- **Source passage**
◇ ◇ ◇ ◇

18 Nov 2021

Community sport calls for answers on Covid vaccination pass

4:36 pm on 18 November 2021

Whether it's Saturday afternoon cricket or a mid-week game of touch rugby, community sport is woven into the social fabric of New Zealand.

Daniel Lyons, East Christchurch Shirley (Cant) v University Grange (Otago), National Club Cricket Championship.

Photo: PHOTOSPORT

But just how those activities might look this summer remained unclear as the government rolled out the new Covid-19 vaccination certificate.

Every summer, throughout New Zealand, more than 200 community touch rugby competitions fill our local sports fields.

But Touch New Zealand CEO Joe Sprangers feared many of those competitions wouldn't go ahead, if strict control was required when it came time for the traffic light system.

"Touch modules are 99 percent run by volunteers, who do it for the love of the sport," he said.

"It will just go into the too-hard basket for them. They just won't have the manpower to do it, and they don't want to risk having police turn up and tell them they're getting it wrong."

That uncertainty was a theme across national and local organisations as the country prepared to move into the new Covid Protection Framework at the end of the month.

It wasn't yet known if the vaccination pass would be mandated for community sport - or how the sector would be required to implement it.

Along with other codes, New Zealand Cricket's head of community cricket, Kent Stead, was urging the government and Sport NZ to provide answers.

"One thing we're really trying to find some clarity on is where community sport sits.

"Under the current framework it sits within "gatherings" but we feel if there was a specific category that related to community sport it would help to provide far more clarity around mandates and what can and can't be done for community sport."

Touch rugby.

Touch rugby. Photo: Andrew Cornaga/Photosport

As they did everywhere else, mandates in community sport also threw up the question of the unvaccinated.

Stead admitted there was no simple solution.

"There's a challenging position that you get yourself into where you're putting barriers in the way of people participating.

"But at the same time there's a responsibility to make sure the community is safe."

Sport New Zealand provided guidance under the current system but insisted decisions on vaccination were for each organisation to make.

The government agency said they were still formulating their advice for the traffic light system, and wouldn't comment further until the system was in place.

One organisation that wasn't waiting was North Harbour Rugby, who had confirmed they would be putting a mandate in place.

The union's operations manager, Nick Mulvaney, said their expectation was the mandate would apply to anyone on the field of play.

"That's your players, coaches, managers, referees - anybody who is associated with those teams, those are the people we can control who have to be vaccinated.

◇ ◇ ◇ ◇

- **The data**
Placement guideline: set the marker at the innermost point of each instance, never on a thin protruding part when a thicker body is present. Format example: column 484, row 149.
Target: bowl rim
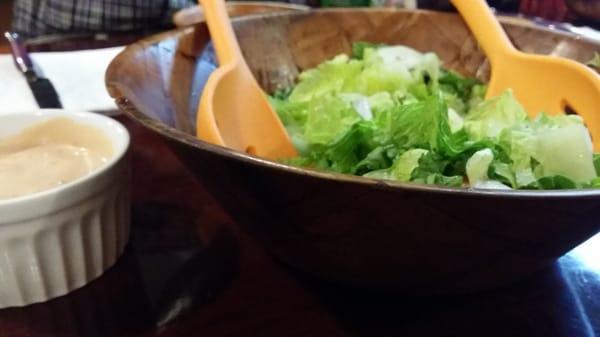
column 119, row 135
column 178, row 136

◇ ◇ ◇ ◇

- **Tasks to carry out**
1. According to the article on community sport and the Covid vaccination pass, what share of touch modules are run by volunteers?
2. In the article on community sport and the Covid vaccination pass, rewrite more briefly the paragraph beginning "But Touch New Zealand CEO Joe Sprangers feared".
3. Write the next part of the article on community sport and the Covid vaccination pass, continuing from its final sentence.

- **List of answers**
1. 99 percent

2. Touch New Zealand CEO Joe Sprangers worried that many competitions wouldn't happen if the traffic light system required strict control.

3.
"Any public people walking into the facilities and the public parks and things like that, we have no control over that and council have indicated they've got no desire to try and enforce that, in any way."

St Albans Cricket Club in Christchurch.

St Albans Cricket Club in Christchurch. Photo: Photosport

That issue of who sporting organisations would be able to control was also front of mind for Touch NZ CEO Joe Sprangers.

"A community touch module is generally run on 10-acre piece of grass with no fences around it.

"If you are going to mandate vaccination for people attending that then there is the practical application of actually managing the people on the site, when they can approach it from multiple angles."

Another unanswered question was that of post-game socialising.

Most organisations expected clubrooms to fall under a government mandate on hospitality facilities, and New Zealand Cricket's Kent Stead is optimistic that after-match beverage would still be possible.

"The socialising and camaraderie that comes along with playing a social sport is a key aspect that attracts people to it and also keeps people coming back every year.

"We don't want to see that disappear from sport but we have to make sure we are doing it in a safe way."

It was just what those "safe ways" would be that remained unknown as the start of the traffic light system and use of the vaccination certificate loomed closer.

Gordon Noble-Campbell, chairman of the New Zealand Amateur Sport Association, was hoping the solutions would be as simple and specific as possible.

"National Sport Organisation will be very keen to ensure that whatever is the impact of any change to their current operating environment can be applied easily and efficiently in the community so everybody can continue to enjoy sport."

Those organisations hoped they would have the answers for New Zealand's everyday athletes sooner rather than later.